Task material:
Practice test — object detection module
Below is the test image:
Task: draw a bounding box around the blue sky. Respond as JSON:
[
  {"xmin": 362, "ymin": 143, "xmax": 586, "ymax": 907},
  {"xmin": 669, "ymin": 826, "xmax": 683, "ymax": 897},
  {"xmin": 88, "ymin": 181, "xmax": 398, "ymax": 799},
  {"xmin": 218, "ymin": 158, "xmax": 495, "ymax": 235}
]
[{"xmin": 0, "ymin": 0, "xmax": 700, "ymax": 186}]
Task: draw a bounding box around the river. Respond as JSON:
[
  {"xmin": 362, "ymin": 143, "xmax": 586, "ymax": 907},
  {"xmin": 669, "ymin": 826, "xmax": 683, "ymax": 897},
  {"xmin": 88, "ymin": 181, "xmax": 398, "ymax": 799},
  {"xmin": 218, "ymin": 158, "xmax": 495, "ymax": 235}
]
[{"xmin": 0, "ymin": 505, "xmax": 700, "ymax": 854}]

Description of the task:
Rewrite all the entries above, changing every "bounding box" to "rectangle" and leaving the rest as it is.

Finished answer:
Practice test — object detection module
Below is the test image:
Task: draw a rectangle around the blue sky. Respond as JSON:
[
  {"xmin": 362, "ymin": 143, "xmax": 586, "ymax": 907},
  {"xmin": 669, "ymin": 826, "xmax": 683, "ymax": 897},
  {"xmin": 88, "ymin": 181, "xmax": 398, "ymax": 799},
  {"xmin": 218, "ymin": 158, "xmax": 495, "ymax": 235}
]
[{"xmin": 0, "ymin": 0, "xmax": 700, "ymax": 186}]
Task: draw a rectangle around the river. Respond as JSON:
[
  {"xmin": 362, "ymin": 143, "xmax": 586, "ymax": 907},
  {"xmin": 669, "ymin": 826, "xmax": 683, "ymax": 897},
  {"xmin": 88, "ymin": 181, "xmax": 398, "ymax": 799},
  {"xmin": 218, "ymin": 158, "xmax": 495, "ymax": 235}
]
[{"xmin": 0, "ymin": 505, "xmax": 700, "ymax": 854}]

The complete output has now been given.